## Short task
Rewrite the items from the line with "the glass rim" up to and including the line with "pixel 349 202", adding 95 to every coordinate in the answers and keeping all other text unchanged.

Dataset items
---
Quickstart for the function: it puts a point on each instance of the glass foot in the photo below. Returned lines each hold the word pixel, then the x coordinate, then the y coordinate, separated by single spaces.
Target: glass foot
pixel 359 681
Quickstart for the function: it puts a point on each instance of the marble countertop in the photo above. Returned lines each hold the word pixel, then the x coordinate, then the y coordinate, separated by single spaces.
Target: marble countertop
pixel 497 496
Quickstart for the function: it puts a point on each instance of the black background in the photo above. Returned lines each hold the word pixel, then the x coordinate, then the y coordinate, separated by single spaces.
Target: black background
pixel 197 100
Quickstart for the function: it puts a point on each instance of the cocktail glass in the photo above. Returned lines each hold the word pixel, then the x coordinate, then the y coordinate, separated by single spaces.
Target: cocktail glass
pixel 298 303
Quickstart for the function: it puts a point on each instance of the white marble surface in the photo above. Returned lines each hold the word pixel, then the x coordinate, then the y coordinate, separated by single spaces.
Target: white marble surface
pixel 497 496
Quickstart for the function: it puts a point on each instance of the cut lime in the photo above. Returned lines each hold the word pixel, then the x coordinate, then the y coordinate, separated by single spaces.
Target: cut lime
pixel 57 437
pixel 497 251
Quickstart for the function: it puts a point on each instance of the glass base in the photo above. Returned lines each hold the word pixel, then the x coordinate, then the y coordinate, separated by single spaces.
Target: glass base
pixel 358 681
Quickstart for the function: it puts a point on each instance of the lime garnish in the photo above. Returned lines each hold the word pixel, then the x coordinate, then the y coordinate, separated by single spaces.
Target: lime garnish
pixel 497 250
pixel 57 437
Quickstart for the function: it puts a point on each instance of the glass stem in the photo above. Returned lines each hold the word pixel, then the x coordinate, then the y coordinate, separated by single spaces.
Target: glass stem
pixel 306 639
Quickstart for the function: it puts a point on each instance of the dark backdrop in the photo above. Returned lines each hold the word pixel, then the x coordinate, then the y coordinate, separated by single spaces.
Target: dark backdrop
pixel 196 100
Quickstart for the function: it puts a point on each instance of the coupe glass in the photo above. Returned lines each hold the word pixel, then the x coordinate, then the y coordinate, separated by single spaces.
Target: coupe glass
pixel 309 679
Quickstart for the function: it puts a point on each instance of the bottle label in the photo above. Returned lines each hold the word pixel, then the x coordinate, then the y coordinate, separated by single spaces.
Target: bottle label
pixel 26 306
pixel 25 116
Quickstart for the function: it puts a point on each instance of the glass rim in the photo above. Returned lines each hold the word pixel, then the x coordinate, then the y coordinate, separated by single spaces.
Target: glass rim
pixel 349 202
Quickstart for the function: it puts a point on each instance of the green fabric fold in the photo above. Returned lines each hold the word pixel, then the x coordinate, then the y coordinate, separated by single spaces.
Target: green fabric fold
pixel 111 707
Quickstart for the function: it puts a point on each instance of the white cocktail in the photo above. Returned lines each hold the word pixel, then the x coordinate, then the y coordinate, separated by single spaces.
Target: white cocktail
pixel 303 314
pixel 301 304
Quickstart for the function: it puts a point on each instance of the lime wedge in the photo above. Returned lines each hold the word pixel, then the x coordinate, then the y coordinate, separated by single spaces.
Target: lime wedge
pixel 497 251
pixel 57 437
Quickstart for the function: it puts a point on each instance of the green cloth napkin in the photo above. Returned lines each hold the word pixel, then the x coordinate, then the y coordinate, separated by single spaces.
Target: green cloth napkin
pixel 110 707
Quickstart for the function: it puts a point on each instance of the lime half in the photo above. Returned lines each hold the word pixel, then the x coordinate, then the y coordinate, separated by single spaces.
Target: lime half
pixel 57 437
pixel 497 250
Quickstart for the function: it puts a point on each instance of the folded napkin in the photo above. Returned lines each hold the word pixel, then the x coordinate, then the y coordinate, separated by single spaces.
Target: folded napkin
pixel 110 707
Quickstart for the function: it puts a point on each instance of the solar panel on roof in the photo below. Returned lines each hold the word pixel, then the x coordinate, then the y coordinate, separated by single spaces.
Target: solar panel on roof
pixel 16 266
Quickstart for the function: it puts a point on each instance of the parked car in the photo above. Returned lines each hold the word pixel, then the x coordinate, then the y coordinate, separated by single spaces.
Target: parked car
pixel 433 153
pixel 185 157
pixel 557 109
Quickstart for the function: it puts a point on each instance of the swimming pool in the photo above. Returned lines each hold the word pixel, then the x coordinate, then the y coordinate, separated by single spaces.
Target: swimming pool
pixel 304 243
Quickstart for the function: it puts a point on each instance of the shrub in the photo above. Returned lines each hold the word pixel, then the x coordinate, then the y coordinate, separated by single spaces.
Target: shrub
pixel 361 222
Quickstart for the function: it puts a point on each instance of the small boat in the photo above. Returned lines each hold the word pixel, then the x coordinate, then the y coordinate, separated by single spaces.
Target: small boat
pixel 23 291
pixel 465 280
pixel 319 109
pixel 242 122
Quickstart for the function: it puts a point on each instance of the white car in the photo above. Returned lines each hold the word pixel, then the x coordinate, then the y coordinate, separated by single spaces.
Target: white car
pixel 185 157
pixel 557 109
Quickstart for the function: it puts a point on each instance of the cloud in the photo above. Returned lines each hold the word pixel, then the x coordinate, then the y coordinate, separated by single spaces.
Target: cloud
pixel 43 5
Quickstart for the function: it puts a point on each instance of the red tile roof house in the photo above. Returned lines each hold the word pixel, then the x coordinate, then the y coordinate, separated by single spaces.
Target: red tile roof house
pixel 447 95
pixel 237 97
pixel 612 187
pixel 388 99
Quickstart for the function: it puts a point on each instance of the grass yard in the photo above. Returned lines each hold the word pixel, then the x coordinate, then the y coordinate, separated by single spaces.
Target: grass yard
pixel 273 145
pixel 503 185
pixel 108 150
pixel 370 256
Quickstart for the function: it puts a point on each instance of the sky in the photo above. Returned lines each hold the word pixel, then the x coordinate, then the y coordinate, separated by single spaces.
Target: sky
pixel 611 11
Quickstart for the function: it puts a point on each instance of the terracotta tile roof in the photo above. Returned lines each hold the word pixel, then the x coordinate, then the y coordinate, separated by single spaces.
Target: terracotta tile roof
---
## Result of this task
Quickstart for the function: it puts a point on each instance of the glass rim in the photo above. Returned lines each hold the word pixel, then the x coordinate, then the y coordinate, separated by single spaces.
Target: glass rim
pixel 444 297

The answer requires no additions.